**Exercise prompt**
Arrange every line of the records below as a Markdown table with the columns "n" and "Line," placing the row number in the first column and the line itself in the second, and omit any blank lines.

Spatial annotation records
......

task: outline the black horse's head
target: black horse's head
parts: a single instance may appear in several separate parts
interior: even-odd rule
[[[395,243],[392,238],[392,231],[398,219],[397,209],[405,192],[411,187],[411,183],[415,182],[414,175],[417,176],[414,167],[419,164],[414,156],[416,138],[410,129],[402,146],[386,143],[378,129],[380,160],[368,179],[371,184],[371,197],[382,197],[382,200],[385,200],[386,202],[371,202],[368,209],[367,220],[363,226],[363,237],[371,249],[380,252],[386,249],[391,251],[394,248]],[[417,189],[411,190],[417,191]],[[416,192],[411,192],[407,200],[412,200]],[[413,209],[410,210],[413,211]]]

......

**Solution below**
| n | Line |
|---|---|
| 1 | task: outline the black horse's head |
| 2 | target: black horse's head |
| 3 | parts: a single instance may appear in several separate parts |
| 4 | interior: even-odd rule |
| 5 | [[[395,243],[392,238],[392,231],[398,219],[397,209],[405,192],[411,187],[411,183],[415,182],[414,175],[417,176],[414,167],[419,164],[414,156],[416,138],[410,129],[402,146],[386,143],[378,129],[380,160],[368,179],[371,184],[371,197],[382,197],[382,200],[385,200],[386,202],[371,202],[368,209],[367,220],[363,226],[363,237],[371,249],[380,252],[386,249],[391,251],[394,248]],[[417,189],[411,190],[417,191]],[[416,192],[411,192],[407,200],[412,200]],[[413,209],[410,210],[413,211]]] |